Goal
Put the items, from the start of the items through the line holding "82L46 90L49 93L52", inclusive, into a two-column CSV with the headers item_text and answer. Make one row per item, with each value in a single quoted field and its line breaks replaced by spaces.

(Stored records)
————————

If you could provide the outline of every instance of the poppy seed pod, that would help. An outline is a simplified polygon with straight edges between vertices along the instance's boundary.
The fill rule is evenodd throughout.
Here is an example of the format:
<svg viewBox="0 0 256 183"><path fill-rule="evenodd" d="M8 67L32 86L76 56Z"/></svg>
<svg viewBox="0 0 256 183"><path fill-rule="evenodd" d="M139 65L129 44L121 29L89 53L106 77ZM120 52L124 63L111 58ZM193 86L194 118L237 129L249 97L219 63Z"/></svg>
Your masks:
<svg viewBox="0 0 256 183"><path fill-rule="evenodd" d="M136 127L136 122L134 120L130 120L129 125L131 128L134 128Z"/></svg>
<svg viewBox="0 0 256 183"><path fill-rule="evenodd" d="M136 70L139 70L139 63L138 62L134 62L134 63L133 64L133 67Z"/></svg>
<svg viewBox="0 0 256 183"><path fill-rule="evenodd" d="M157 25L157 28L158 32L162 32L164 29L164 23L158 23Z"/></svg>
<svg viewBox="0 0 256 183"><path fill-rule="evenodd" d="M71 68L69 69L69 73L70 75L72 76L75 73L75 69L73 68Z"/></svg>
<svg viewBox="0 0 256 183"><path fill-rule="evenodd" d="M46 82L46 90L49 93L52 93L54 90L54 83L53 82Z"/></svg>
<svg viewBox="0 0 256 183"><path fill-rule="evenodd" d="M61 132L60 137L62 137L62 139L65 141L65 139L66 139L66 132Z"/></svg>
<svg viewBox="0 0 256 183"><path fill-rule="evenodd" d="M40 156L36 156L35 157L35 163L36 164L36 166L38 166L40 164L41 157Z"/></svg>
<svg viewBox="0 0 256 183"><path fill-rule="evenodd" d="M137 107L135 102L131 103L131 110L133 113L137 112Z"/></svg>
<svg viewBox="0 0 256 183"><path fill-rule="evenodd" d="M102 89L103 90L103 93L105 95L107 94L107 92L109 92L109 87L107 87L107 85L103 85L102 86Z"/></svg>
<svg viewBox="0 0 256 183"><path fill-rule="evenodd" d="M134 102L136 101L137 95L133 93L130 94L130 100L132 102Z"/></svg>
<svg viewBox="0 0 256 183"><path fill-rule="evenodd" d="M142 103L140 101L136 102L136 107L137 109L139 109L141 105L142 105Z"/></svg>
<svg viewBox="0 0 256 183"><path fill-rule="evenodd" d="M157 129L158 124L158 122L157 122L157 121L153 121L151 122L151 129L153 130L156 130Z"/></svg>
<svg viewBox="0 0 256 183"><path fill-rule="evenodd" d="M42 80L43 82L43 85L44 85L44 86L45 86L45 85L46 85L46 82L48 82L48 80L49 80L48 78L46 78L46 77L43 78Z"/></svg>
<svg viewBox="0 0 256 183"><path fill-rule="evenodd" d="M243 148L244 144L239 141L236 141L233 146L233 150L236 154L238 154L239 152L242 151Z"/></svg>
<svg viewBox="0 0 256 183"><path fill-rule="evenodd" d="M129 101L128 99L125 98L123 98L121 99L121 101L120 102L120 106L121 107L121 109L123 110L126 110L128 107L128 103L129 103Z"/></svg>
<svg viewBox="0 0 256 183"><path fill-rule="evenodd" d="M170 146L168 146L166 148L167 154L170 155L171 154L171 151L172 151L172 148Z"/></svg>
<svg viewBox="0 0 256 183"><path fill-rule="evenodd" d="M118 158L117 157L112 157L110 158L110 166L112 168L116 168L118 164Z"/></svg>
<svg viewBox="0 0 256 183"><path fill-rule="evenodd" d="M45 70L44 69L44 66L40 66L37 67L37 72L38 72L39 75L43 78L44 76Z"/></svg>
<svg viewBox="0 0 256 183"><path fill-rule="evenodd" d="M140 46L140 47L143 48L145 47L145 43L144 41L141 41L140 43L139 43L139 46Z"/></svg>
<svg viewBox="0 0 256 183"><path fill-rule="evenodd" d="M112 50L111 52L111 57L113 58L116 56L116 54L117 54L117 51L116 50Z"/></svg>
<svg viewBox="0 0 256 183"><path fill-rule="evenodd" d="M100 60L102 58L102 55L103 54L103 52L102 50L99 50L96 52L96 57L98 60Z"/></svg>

————————

Problem solution
item_text,answer
"If you could provide the outline of every instance of the poppy seed pod, that would help. An outline is a simplified polygon with straight edges between vertices along the instance's boundary. The fill rule is evenodd throughout. Here is an example of the format: <svg viewBox=""0 0 256 183""><path fill-rule=""evenodd"" d=""M8 67L32 86L76 56Z""/></svg> <svg viewBox=""0 0 256 183""><path fill-rule=""evenodd"" d=""M139 65L129 44L121 29L89 53L106 77ZM120 52L124 63L111 58ZM193 86L194 118L237 129L249 97L219 63Z""/></svg> Your masks:","<svg viewBox=""0 0 256 183""><path fill-rule=""evenodd"" d=""M136 127L136 122L134 120L130 120L129 125L131 128L134 128Z""/></svg> <svg viewBox=""0 0 256 183""><path fill-rule=""evenodd"" d=""M136 70L139 70L139 63L138 62L134 62L134 63L133 64L133 67Z""/></svg> <svg viewBox=""0 0 256 183""><path fill-rule=""evenodd"" d=""M157 25L157 28L158 32L162 32L164 29L164 23L158 23Z""/></svg> <svg viewBox=""0 0 256 183""><path fill-rule=""evenodd"" d=""M71 68L69 69L69 73L70 75L72 76L75 73L75 69L73 68Z""/></svg> <svg viewBox=""0 0 256 183""><path fill-rule=""evenodd"" d=""M46 82L46 90L49 93L52 93L54 90L54 83L53 82Z""/></svg>"